◆ Complete the following
A. Duplicate the essay on environmental change word for word.
B. Write out the portion of the entries that starts with the line containing "Practice. Locate the shrub" and closes with the final line of the entries, including both ends.

◆ Page text
Is the change happening fast enough, too fast, too slow? I will let you
draw your own conclusions. Some predictions say we should, by rights, all
be dead today and just because we are alive today we probably will not be
tomorrow, and there is not a thing we can do about it. A variation of this
line of thought suggests we will continue as is and have mass catastrophe
and that will cut the population sufficiently to solve the
consumption/pollution problems. Others say there is really no problem, we
will continue along our uninhibited merry way and eventually figure things
out. Personally I take the middle ground. We will suffer some
catastrophes. Much has been lost that will create difficulty and more will
be lost. There will be more significant and severe hardships than we have
today until we do a better job of taking care of our world and ourselves.
Is meaningful change happening as fast as I would like it too. No way! Is
it happening as fast as it should or can? I doubt it. Will humanity act
fast enough to avert global scale death and destruction. I sure as heck
hope and think so. (But tell that to the Micronesians when global warming
puts their country under the ocean, and see what they say). Hey, if some of
us push for fast change and some of us push for no change we will likely
come out in between. If we want it to happen faster we have to push and act
harder/faster.
There are plenty of warning signs. The energy crises of the late 70's and
early 80's was just a minor hiccup, a tremor of what can come. I truly
think enough people have their ears open to realize the problem and to reach
the critical mass needed to affect major, long term change to the way we
behave. But there are still many factions out there and much to sort out.
If enough people make their needs and desires known, keep doing it, and act
according to their consciences the path will have been forged and the world
will forever be changed for the better. I think the tide has turned and most
people realize we cannot keep fouling our nest indefinitely and survive.
Most people just do not know what to do about it. That is where we, you and
I and others who are acting to affect positive change, come in. We have to
talk the talk and walk the walk.
If businesses do not pick up on this and provide the products and services
needed, they will not survive. If they cannot help provide a sustainable
future, they will have no future. They will whither away. If the people
can cause the largest force in the world, business, to change their ways,
then we will be well on our way. It is happening.

◆ Extracted records
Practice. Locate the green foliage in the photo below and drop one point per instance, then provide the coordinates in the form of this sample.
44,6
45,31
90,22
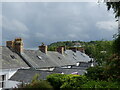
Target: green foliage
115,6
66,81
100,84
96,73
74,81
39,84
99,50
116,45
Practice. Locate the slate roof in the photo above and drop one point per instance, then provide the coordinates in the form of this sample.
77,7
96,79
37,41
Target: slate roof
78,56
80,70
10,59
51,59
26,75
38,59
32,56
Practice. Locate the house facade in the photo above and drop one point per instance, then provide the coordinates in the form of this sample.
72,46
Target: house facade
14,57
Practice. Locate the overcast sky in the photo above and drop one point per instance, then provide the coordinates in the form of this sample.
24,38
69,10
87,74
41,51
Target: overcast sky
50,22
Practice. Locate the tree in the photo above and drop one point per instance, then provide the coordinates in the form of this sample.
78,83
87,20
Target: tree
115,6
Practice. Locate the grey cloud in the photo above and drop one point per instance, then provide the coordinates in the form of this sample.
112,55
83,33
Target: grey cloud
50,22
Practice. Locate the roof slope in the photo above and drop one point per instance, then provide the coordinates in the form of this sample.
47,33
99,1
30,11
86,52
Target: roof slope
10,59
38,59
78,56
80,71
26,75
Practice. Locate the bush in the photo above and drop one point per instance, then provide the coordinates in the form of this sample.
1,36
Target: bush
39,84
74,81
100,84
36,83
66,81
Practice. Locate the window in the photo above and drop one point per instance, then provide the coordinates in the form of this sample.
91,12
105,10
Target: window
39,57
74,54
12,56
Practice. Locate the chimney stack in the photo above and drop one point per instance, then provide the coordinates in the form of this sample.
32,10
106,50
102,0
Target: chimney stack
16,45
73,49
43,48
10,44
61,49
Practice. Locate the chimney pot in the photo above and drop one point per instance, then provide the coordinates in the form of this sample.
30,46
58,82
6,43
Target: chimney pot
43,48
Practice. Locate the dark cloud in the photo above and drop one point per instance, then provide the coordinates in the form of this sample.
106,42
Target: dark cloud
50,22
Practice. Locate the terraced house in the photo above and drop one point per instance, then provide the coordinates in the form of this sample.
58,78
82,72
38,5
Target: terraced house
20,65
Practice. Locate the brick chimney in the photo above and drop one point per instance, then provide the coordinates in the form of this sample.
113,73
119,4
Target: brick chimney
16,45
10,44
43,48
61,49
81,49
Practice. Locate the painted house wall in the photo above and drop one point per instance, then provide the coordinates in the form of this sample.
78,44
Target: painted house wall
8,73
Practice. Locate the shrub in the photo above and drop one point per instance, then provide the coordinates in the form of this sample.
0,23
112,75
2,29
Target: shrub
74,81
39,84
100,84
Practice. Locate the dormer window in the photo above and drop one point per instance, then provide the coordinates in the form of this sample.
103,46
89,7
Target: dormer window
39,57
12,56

◆ Solution list
A.
Is the change happening fast enough, too fast, too slow? I will let you
draw your own conclusions. Some predictions say we should, by rights, all
be dead today and just because we are alive today we probably will not be
tomorrow, and there is not a thing we can do about it. A variation of this
line of thought suggests we will continue as is and have mass catastrophe
and that will cut the population sufficiently to solve the
consumption/pollution problems. Others say there is really no problem, we
will continue along our uninhibited merry way and eventually figure things
out. Personally I take the middle ground. We will suffer some
catastrophes. Much has been lost that will create difficulty and more will
be lost. There will be more significant and severe hardships than we have
today until we do a better job of taking care of our world and ourselves.
Is meaningful change happening as fast as I would like it too. No way! Is
it happening as fast as it should or can? I doubt it. Will humanity act
fast enough to avert global scale death and destruction. I sure as heck
hope and think so. (But tell that to the Micronesians when global warming
puts their country under the ocean, and see what they say). Hey, if some of
us push for fast change and some of us push for no change we will likely
come out in between. If we want it to happen faster we have to push and act
harder/faster.
There are plenty of warning signs. The energy crises of the late 70's and
early 80's was just a minor hiccup, a tremor of what can come. I truly
think enough people have their ears open to realize the problem and to reach
the critical mass needed to affect major, long term change to the way we
behave. But there are still many factions out there and much to sort out.
If enough people make their needs and desires known, keep doing it, and act
according to their consciences the path will have been forged and the world
will forever be changed for the better. I think the tide has turned and most
people realize we cannot keep fouling our nest indefinitely and survive.
Most people just do not know what to do about it. That is where we, you and
I and others who are acting to affect positive change, come in. We have to
talk the talk and walk the walk.
If businesses do not pick up on this and provide the products and services
needed, they will not survive. If they cannot help provide a sustainable
future, they will have no future. They will whither away. If the people
can cause the largest force in the world, business, to change their ways,
then we will be well on our way. It is happening.

B.
Practice. Locate the shrub in the photo above and drop one point per instance, then provide the coordinates in the form of this sample.
0,23
112,75
2,29
Target: shrub
74,81
39,84
100,84
Practice. Locate the dormer window in the photo above and drop one point per instance, then provide the coordinates in the form of this sample.
103,46
89,7
Target: dormer window
39,57
12,56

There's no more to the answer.